- [ACTION ITEM]
Continue the news article below about New York hospitals giving vitamin C to coronavirus patients, starting right after its final line.

- [TEXT UNDER STUDY]
□ □ □ □ □ □ □

New York hospitals treating corona patients with VITAMIN C

New York hospitals are treating coronavirus patients with high dosages of VITAMIN C after promising results from China

  • Dr Andrew Weber shared that he has been immediately giving his intensive-care patients 1,500 milligrams of intravenous vitamin C
  • The Long Island based pulmonologist and critical-care specialist with Northwell Health shared that patients are given three to four doses a day 
  • Weber shared that the regimen is based off experimental treatments that were done in China
  • Jason Molinet, a spokesman for Northwell, said that Vitamin C is being ‘widely used’ as a coronavirus treatment throughout the health system
  • The amount given to patients varies
  • A clinical trial into the effectiveness of intravenous vitamin C patients with coronavirus was conducted on February 14 at Zhongnan Hospital in Wuhan 
  • Coronavirus symptoms: what are they and should you see a doctor?

□ □ □ □ □ □ □

[Stored data entries]
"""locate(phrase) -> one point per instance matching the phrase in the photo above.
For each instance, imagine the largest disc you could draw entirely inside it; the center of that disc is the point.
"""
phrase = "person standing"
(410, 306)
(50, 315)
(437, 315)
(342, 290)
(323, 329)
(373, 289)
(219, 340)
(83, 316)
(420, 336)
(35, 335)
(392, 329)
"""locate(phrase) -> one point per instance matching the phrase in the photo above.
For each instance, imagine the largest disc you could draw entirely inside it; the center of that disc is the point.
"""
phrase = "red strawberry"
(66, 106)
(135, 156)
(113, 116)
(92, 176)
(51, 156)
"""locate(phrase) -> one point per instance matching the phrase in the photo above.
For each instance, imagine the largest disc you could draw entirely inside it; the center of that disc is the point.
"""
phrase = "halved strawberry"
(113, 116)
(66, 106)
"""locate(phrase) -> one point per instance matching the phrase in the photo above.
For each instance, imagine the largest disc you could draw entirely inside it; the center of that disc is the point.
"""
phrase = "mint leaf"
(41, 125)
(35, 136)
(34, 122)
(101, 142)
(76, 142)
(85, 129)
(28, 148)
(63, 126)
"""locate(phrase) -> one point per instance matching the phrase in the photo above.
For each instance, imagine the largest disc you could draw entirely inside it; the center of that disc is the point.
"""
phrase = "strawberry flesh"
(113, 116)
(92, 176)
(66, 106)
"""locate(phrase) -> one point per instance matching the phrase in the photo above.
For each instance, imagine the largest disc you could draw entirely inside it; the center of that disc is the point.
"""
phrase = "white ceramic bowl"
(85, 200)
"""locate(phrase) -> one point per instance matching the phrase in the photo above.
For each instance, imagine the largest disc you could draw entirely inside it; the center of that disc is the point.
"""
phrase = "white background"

□ □ □ □ □ □ □

- [RESPONSE]
Doctors throughout New York state are giving their critically ill coronavirus patients massive doses of vitamin C, a tactic said to have helped those hit the hardest in China.  

Dr Andrew Weber, a Long Island based pulmonologist and critical-care specialist with Northwell Health, shared that he has been immediately giving his intensive-care patients 1,500 milligrams of intravenous vitamin C.  

Those patients are then re-administered the doses of the powerful antioxidant three or four times a day, the doctor explained to the New York Post. 

Dr Andrew Weber shared that he has been immediately giving his intensive-care patients 1,500 milligrams of intravenous vitamin C

Each dose is more than 16 times the daily dietary vitamin allowance of vitamin C advised from the National Institute of Health. 

For adult men, the allowance is just 90 milligrams. Women are said to have 75 milligrams.

The Long Island based pulmonologist and critical-care specialist with Northwell Health shared that patients are given three to four doses a day

Weber shared that the regimen is based off experimental treatments that were administered to coronavirus patients in Shanghai, China.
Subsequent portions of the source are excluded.